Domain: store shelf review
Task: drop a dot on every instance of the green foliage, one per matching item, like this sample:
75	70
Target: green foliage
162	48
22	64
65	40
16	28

§

> **About this task**
What you return must match the records above exactly.

> **Output of the exercise**
Domain: store shelf review
Task: drop a dot on every instance of the green foliage, one per matching item, like this sample:
75	70
Target: green foliage
162	48
22	64
65	40
16	28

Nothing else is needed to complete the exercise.